_Task instructions_
Reproduce the records below in full and exactly, without their images.

(Stored items)

/---

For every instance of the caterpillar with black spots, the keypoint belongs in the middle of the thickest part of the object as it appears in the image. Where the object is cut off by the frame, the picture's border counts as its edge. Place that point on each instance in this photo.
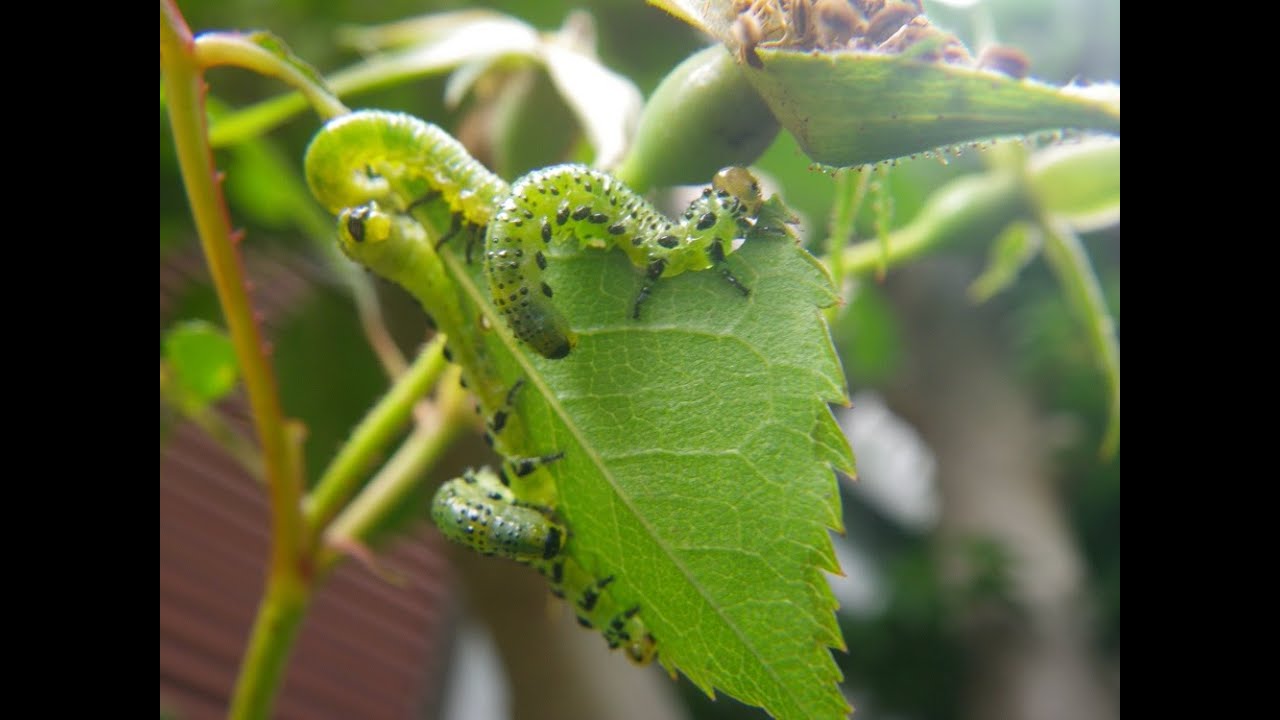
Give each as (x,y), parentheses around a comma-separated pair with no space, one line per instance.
(481,513)
(373,167)
(568,204)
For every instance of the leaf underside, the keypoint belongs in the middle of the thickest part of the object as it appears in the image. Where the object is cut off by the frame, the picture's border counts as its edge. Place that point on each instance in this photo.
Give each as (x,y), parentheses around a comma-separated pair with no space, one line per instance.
(698,459)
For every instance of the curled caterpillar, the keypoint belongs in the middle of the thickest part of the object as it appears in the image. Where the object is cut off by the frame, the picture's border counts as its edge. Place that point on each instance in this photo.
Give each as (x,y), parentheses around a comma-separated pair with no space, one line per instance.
(378,155)
(568,204)
(371,167)
(479,511)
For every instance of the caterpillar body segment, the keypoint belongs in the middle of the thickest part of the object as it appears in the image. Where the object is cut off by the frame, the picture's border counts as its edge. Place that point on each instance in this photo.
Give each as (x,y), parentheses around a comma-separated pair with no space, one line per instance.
(588,209)
(481,513)
(375,155)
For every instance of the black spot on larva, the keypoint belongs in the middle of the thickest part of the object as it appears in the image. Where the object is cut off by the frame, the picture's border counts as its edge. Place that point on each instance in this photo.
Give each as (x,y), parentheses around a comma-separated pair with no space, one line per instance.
(716,251)
(356,224)
(552,546)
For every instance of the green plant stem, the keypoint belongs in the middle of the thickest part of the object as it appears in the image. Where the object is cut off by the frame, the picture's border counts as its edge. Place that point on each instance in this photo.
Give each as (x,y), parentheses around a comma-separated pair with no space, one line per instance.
(369,74)
(344,474)
(969,206)
(1070,263)
(849,200)
(184,94)
(234,49)
(279,616)
(402,473)
(288,579)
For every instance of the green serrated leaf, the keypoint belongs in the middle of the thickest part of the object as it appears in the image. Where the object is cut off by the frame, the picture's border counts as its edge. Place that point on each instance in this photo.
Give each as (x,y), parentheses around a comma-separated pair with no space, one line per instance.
(1011,250)
(698,460)
(202,361)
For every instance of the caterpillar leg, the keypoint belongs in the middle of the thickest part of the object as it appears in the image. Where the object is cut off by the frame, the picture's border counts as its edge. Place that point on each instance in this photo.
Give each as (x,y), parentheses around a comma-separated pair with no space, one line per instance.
(521,466)
(717,255)
(652,273)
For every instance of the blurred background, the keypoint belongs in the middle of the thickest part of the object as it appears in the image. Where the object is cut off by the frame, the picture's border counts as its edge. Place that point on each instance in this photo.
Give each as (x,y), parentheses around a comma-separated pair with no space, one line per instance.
(982,556)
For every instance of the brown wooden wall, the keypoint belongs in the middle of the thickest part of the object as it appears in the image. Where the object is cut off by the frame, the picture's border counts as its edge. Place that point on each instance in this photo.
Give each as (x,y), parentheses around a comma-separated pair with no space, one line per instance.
(368,648)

\---

_Complete answer_
For every instance of the caterpillar with black spots, the keypoint belongs in the middle of the thickest part of the object as it appears in the image. Where the object is cut off by the frame, the picture's border counts as its edge. Place that point on each instance in this photo.
Give each as (x,y), parentheses around a comma-separated pair with no space, one line per instance.
(481,513)
(373,167)
(568,204)
For every instance of the leaf underside, the keypoint belongs in the middle of the thickest part of the object as it appears in the image. Where the object is cut off by the frame, the picture's border counts as its edge. Place that point on each instance in this photo.
Give each as (x,y), parentheses around a comma-separated pair with no space, one line per instance.
(698,459)
For every instance of the curled caterpillar, the keypoint belongs in the middle of the thickest part of the object as it appears in the image. Where the object is cut off by the frame, the picture's border counts as its edge. Place that point on each instance in this photo.
Give each as (x,y), parentheses around a comma-separated pair with no space, one line per instance.
(378,155)
(568,204)
(371,167)
(479,511)
For every instance of the caterpillar body segment, the keypoint belongs in the middle of the thickest part of the object as it appears in the image. Where the object is cut off by the frame, the picture's border counts as its edge. Place that point on each instance in this photo.
Give each as (x,y), parentheses around a comma-separated pair with no space, one line per instance.
(588,209)
(481,513)
(375,155)
For every instance of the black spot on larva, the keypoint belongs in the middle of the thickest part of the object as it appears in the image. Where the object is cut off by the frame, the picture's border counts as its edge. Place that point on each instance in this photo.
Give each as (x,y), parentheses around a comma-separated pair with no space, one line per instance.
(716,251)
(356,224)
(552,546)
For every instance of the green plant stem, the keypoint belongs in the middle of the thickest part of the object as it appears in the image. Where the object is cut off by the frame, the picture's border counts as its edge. Place that point on each instance in this photo.
Give each as (x,y), parentheses around a comma-separated pair with no space, one line per instance.
(369,74)
(344,474)
(969,206)
(1070,263)
(849,200)
(184,94)
(234,49)
(279,616)
(402,473)
(288,579)
For every instance of the green serrated leaf, the keypoint belongs in the middle of the thickest part of the object as it appears in the image. Where the object is cut off by the frame, the picture's border counts as its edge. Place that point on each instance in this photo.
Give each as (x,y), parentheses around a comma-separated pair with no space, one line per instance.
(1011,250)
(698,460)
(202,361)
For every instance of the caterpillar leg, the keypoint belongs in the middle of the thickest part of the object as it appears in the image. Where the object is cut off by the frame, the picture's border counts as its edge. Place that point on each instance in this photo.
Give each as (x,y), parentheses around a comma-separated pair with no space, one line per instance.
(521,466)
(717,255)
(652,273)
For every instance of the blurred background, the keypoint belongs in the middle of the thickest part of the object as it appears in the image. Where the object is cut off by the frame, the picture's border counts as its edge. Place that point on each instance in this photo.
Give each as (x,y), parentheses around a comma-separated pair with no space, one line per instance.
(982,556)
For every instance of the brown wooden wall, the keypoint belongs in the middle of the thickest part of the object as it appears in the image. Where the object is cut off by the frame, the picture's border counts as its edge. Place that point on each instance in this photo.
Give each as (x,y), parentheses around a comma-separated pair with no space, one line per instance.
(368,648)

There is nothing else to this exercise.